> [WHAT IS REQUIRED] Once the pictures are set aside, copy everything else in the records exactly.

━━━━━━━━━━━━━━━━━━━━

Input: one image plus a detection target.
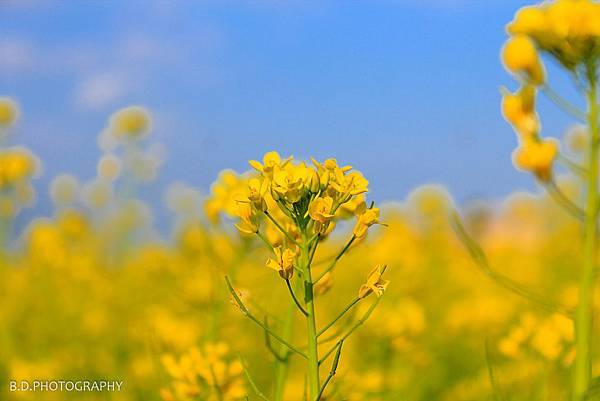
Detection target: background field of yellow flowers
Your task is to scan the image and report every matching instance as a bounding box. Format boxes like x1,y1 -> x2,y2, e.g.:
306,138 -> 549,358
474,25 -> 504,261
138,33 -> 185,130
1,0 -> 600,400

━━━━━━━━━━━━━━━━━━━━

> [SOLUTION]
Input: one image plus a detection target.
Detection target: background field of yellow flowers
Your task is to scan the image and report every matching instance as a bounding box. Format boxes like x1,y1 -> x2,y2, e.g.:
306,138 -> 549,358
474,25 -> 504,261
138,33 -> 185,130
1,0 -> 600,400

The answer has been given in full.